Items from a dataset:
* * * * * * *
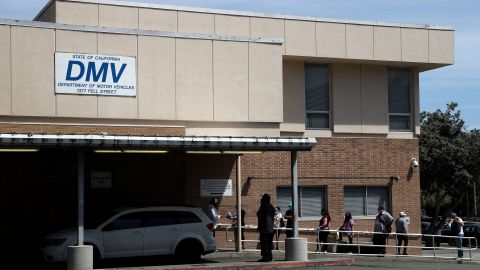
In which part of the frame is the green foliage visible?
[420,102,480,220]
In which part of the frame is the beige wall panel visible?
[316,22,346,58]
[55,1,98,26]
[332,64,362,133]
[428,30,455,64]
[213,41,248,121]
[98,5,138,29]
[215,15,250,36]
[37,2,55,22]
[373,26,402,61]
[98,34,140,119]
[250,17,285,38]
[282,61,305,128]
[55,30,97,118]
[185,122,280,137]
[11,27,55,116]
[361,65,388,134]
[346,24,373,59]
[137,36,175,120]
[285,20,317,56]
[98,34,137,57]
[249,43,283,122]
[138,8,177,32]
[401,28,428,62]
[412,68,420,135]
[250,17,285,53]
[55,30,97,53]
[178,11,215,34]
[176,39,213,120]
[0,25,12,115]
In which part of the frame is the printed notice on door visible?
[200,179,232,197]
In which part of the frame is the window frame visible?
[343,185,392,219]
[303,62,332,130]
[387,67,414,132]
[276,185,328,221]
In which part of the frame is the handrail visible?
[217,224,478,260]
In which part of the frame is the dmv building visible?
[0,0,454,266]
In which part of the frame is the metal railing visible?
[218,224,480,260]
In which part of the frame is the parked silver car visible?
[42,206,215,262]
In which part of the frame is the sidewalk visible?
[101,251,355,270]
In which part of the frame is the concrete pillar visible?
[285,151,308,261]
[285,237,308,262]
[67,245,93,270]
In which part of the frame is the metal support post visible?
[235,155,243,252]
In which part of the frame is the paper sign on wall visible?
[200,179,232,197]
[55,52,137,96]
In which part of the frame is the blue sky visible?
[0,0,480,128]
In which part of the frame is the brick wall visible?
[186,138,420,253]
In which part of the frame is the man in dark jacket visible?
[257,194,275,262]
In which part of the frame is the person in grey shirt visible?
[372,205,394,254]
[395,212,408,255]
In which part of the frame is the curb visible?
[109,257,355,270]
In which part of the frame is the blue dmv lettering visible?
[65,60,127,83]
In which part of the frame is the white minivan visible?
[42,206,215,262]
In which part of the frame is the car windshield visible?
[85,210,120,229]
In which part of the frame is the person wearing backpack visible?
[372,205,394,254]
[450,213,464,263]
[273,206,285,250]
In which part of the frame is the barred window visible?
[277,186,327,217]
[344,186,390,216]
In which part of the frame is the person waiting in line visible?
[395,212,408,255]
[316,208,331,252]
[273,206,285,250]
[208,198,220,237]
[372,205,394,254]
[257,194,275,262]
[450,213,464,263]
[285,202,293,238]
[226,209,245,249]
[338,212,355,252]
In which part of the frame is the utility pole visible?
[473,182,477,217]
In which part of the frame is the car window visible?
[103,213,142,231]
[144,211,202,227]
[143,211,175,227]
[174,211,202,224]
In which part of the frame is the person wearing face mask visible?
[208,198,220,236]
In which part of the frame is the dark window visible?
[305,64,330,129]
[277,187,326,217]
[144,211,202,227]
[103,213,142,231]
[388,68,412,131]
[344,186,390,216]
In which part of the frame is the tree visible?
[420,102,473,232]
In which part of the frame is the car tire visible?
[175,240,203,263]
[86,243,103,269]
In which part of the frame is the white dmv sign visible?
[55,52,137,96]
[200,179,232,197]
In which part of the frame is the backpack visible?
[450,221,460,236]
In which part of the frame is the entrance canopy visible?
[0,134,316,151]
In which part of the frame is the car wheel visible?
[175,240,202,263]
[85,243,103,268]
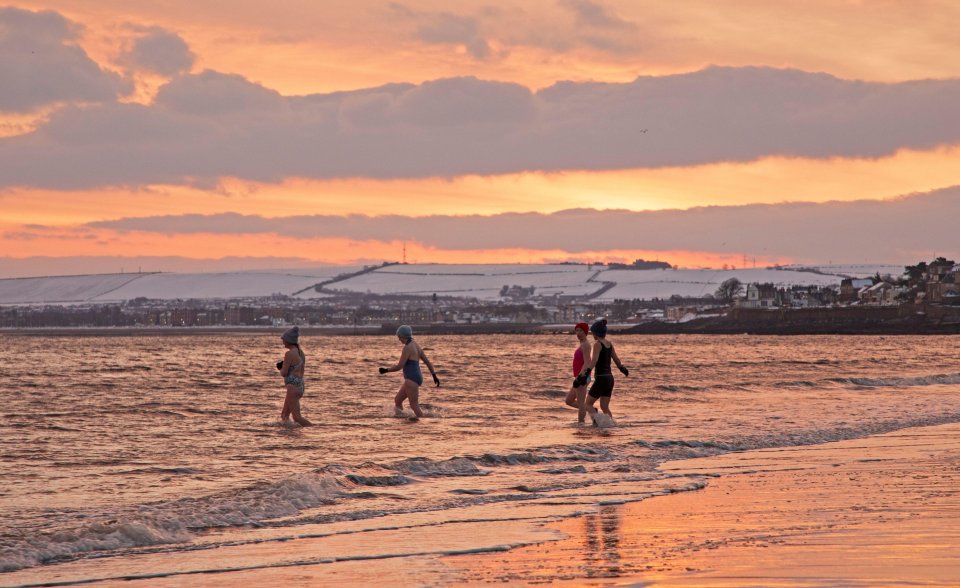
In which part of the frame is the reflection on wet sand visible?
[583,505,622,578]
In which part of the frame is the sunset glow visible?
[0,0,960,270]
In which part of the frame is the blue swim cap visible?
[590,319,607,337]
[280,327,300,345]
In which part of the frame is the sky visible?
[0,0,960,277]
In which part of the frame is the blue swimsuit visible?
[283,352,307,396]
[403,359,423,386]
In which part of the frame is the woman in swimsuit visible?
[277,327,313,427]
[577,319,630,424]
[566,323,592,423]
[380,325,440,418]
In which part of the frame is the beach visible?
[446,425,960,587]
[0,333,960,586]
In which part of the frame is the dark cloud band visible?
[89,187,960,262]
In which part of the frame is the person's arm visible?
[420,348,440,386]
[580,341,601,376]
[280,349,293,378]
[379,343,410,374]
[610,343,630,376]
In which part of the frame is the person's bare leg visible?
[403,380,423,418]
[583,394,597,424]
[290,391,313,427]
[600,396,613,418]
[577,386,587,423]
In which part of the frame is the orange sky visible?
[0,0,960,266]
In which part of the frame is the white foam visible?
[0,472,344,572]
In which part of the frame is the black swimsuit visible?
[590,341,613,398]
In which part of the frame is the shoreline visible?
[447,423,960,588]
[0,423,960,588]
[0,321,960,337]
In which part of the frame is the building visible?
[739,284,782,308]
[839,278,873,304]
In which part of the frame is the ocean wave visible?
[390,457,488,476]
[828,374,960,388]
[0,472,345,572]
[347,474,413,486]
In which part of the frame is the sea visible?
[0,331,960,586]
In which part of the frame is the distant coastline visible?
[0,311,960,337]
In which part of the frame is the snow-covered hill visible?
[0,264,903,305]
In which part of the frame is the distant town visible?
[0,257,960,333]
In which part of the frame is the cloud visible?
[120,27,196,77]
[0,67,960,189]
[0,7,132,113]
[89,187,960,262]
[558,0,637,31]
[389,0,640,60]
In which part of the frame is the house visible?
[739,284,782,308]
[783,286,837,308]
[840,278,873,303]
[860,282,906,306]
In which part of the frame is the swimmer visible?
[577,319,630,425]
[566,323,592,423]
[277,327,313,427]
[379,325,440,418]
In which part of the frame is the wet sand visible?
[446,424,960,587]
[9,424,960,588]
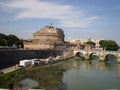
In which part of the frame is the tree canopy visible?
[99,40,119,51]
[85,41,96,47]
[0,33,23,48]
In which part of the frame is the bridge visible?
[73,48,120,62]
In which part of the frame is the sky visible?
[0,0,120,43]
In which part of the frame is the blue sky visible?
[0,0,120,43]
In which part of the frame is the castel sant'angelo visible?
[24,26,65,49]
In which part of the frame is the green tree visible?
[7,34,20,46]
[85,41,96,48]
[99,40,119,51]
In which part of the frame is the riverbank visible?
[0,58,72,90]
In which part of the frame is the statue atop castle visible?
[25,26,65,49]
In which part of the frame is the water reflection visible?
[63,60,120,90]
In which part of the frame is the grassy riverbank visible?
[0,59,68,90]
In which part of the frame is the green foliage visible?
[99,40,119,51]
[0,33,24,48]
[85,41,96,47]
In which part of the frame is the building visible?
[24,26,65,49]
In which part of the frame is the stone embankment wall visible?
[0,49,63,69]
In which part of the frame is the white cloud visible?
[0,0,97,28]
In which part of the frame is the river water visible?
[61,59,120,90]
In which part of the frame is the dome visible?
[33,26,64,44]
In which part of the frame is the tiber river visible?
[18,59,120,90]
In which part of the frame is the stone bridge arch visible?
[89,52,99,59]
[73,50,120,62]
[104,53,117,61]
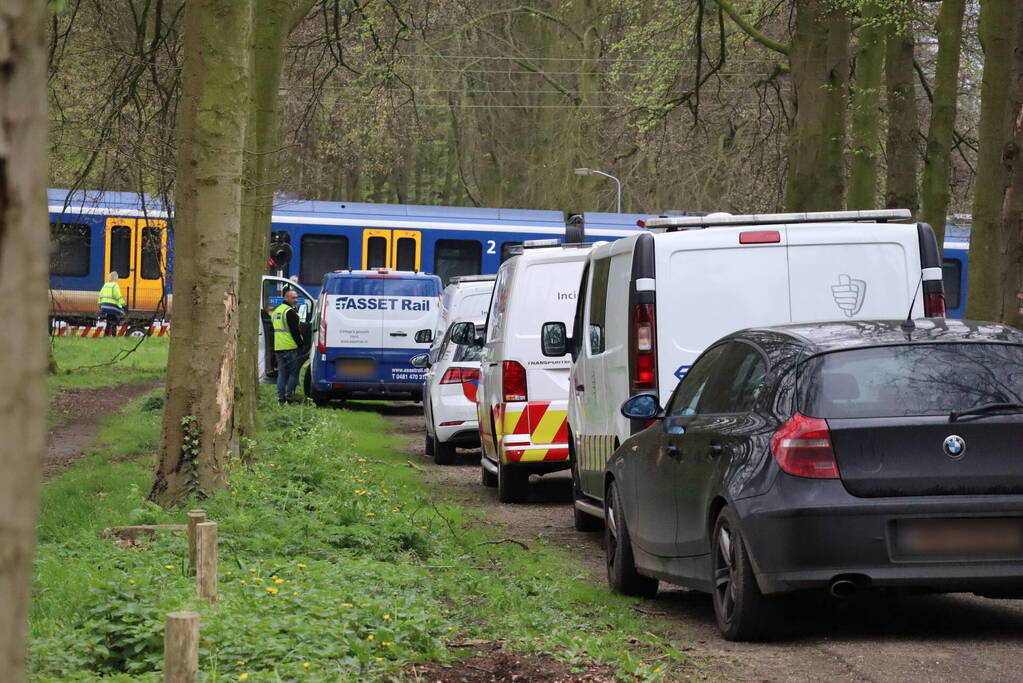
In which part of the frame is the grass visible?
[31,374,691,681]
[46,336,170,395]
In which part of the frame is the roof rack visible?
[642,209,913,230]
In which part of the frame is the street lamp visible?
[576,169,622,214]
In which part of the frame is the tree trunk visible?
[234,0,293,447]
[920,0,966,249]
[885,0,920,214]
[785,0,849,211]
[149,0,253,506]
[966,0,1017,320]
[0,0,49,682]
[847,0,883,209]
[998,6,1023,327]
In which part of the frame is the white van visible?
[304,268,441,405]
[470,240,591,503]
[560,210,945,530]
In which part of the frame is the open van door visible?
[257,275,316,382]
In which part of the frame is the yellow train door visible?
[362,228,422,270]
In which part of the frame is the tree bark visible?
[149,0,253,506]
[785,0,849,211]
[966,0,1018,320]
[921,0,966,249]
[0,0,49,682]
[847,0,887,209]
[885,0,920,214]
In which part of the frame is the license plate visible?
[336,358,376,379]
[896,518,1023,557]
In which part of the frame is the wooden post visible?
[188,510,206,577]
[164,611,198,683]
[195,521,217,600]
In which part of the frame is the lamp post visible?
[576,169,622,214]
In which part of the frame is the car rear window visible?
[799,344,1023,418]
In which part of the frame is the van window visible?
[941,259,963,309]
[587,257,611,356]
[50,223,92,277]
[110,225,131,277]
[434,239,483,284]
[299,235,349,285]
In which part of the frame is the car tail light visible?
[501,361,528,403]
[924,291,945,318]
[770,413,839,480]
[441,368,480,384]
[629,304,657,392]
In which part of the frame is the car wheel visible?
[604,482,657,597]
[497,464,529,503]
[434,438,455,465]
[711,507,780,640]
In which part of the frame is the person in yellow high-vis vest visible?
[99,270,128,336]
[270,289,305,405]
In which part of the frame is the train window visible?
[50,223,92,277]
[434,239,483,284]
[109,225,131,278]
[941,259,963,311]
[140,227,164,280]
[394,237,415,270]
[501,242,522,263]
[299,235,349,286]
[366,236,388,268]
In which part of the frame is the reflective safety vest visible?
[270,304,299,351]
[99,282,125,309]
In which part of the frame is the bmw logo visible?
[941,435,966,460]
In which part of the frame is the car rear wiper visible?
[948,403,1023,422]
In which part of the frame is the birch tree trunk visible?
[149,0,253,506]
[0,0,49,683]
[966,0,1018,320]
[885,0,920,214]
[920,0,966,249]
[847,1,885,209]
[785,0,849,212]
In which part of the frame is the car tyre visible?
[711,507,782,640]
[434,437,455,465]
[497,464,529,503]
[604,482,658,597]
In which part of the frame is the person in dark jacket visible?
[270,289,305,405]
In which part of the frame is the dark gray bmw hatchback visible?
[605,319,1023,640]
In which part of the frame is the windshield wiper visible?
[948,403,1023,422]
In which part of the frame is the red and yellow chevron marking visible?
[494,401,569,462]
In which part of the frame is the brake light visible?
[501,361,528,403]
[629,304,657,392]
[924,291,945,318]
[770,413,839,480]
[441,368,480,384]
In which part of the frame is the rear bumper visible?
[736,474,1023,593]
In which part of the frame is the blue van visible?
[304,268,442,405]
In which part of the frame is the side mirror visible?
[540,322,572,358]
[451,322,483,347]
[622,394,662,420]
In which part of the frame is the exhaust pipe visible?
[828,579,859,600]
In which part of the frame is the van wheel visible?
[497,464,529,503]
[434,437,455,465]
[480,462,497,489]
[711,507,780,640]
[604,482,657,597]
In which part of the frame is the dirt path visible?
[43,381,159,479]
[381,404,1023,683]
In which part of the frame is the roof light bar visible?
[644,209,913,229]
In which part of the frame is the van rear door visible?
* * * * * * *
-- TASK DETAILS --
Put the lines of the material into a JSON list of strings, one string per line and no blank lines, beginning with the line that contains "In which part of the frame is the van window" and continuing up to and including the line that contains "[494,401,569,462]".

-- RESULT --
[
  "In which part of the frame is the van window visible?",
  "[941,259,963,309]",
  "[587,257,611,356]",
  "[50,223,92,277]",
  "[110,225,131,277]",
  "[434,239,483,284]",
  "[299,235,349,285]",
  "In which part of the frame is the car tail light visible?",
  "[501,361,528,403]",
  "[924,291,945,318]",
  "[770,413,839,480]",
  "[441,368,480,384]",
  "[629,304,657,392]",
  "In which part of the frame is the car wheel visible?",
  "[604,482,657,597]",
  "[497,464,529,503]",
  "[434,438,455,465]",
  "[711,507,780,640]",
  "In which part of the frame is the person in yellow high-vis vest visible?",
  "[99,270,128,336]",
  "[270,289,305,405]",
  "In which part of the frame is the train window visible?",
  "[50,223,92,277]",
  "[434,239,483,284]",
  "[109,225,131,278]",
  "[941,259,963,311]",
  "[140,227,164,280]",
  "[394,237,415,270]",
  "[501,242,522,263]",
  "[299,235,349,286]",
  "[366,236,388,268]",
  "In which part of the frame is the reflective safety vest visible?",
  "[270,304,299,351]",
  "[99,282,125,309]",
  "In which part of the frame is the bmw logo visible?",
  "[941,435,966,460]",
  "In which part of the frame is the car rear wiper visible?",
  "[948,403,1023,422]",
  "In which part of the frame is the birch tree trunk visible?",
  "[149,0,253,506]",
  "[0,0,49,683]",
  "[966,0,1018,320]",
  "[885,0,920,214]",
  "[920,0,966,249]",
  "[847,1,885,209]",
  "[785,0,849,212]",
  "In which part of the frame is the car tyre visible?",
  "[711,507,782,640]",
  "[434,437,455,465]",
  "[497,464,529,503]",
  "[604,482,658,597]",
  "In which part of the frame is the person in dark jacket visible?",
  "[270,289,305,405]",
  "In which part of the frame is the dark gray bmw hatchback visible?",
  "[605,319,1023,640]",
  "In which part of the frame is the windshield wiper visible?",
  "[948,403,1023,422]",
  "In which part of the frame is the red and yellow chevron marking visible?",
  "[494,401,569,462]"
]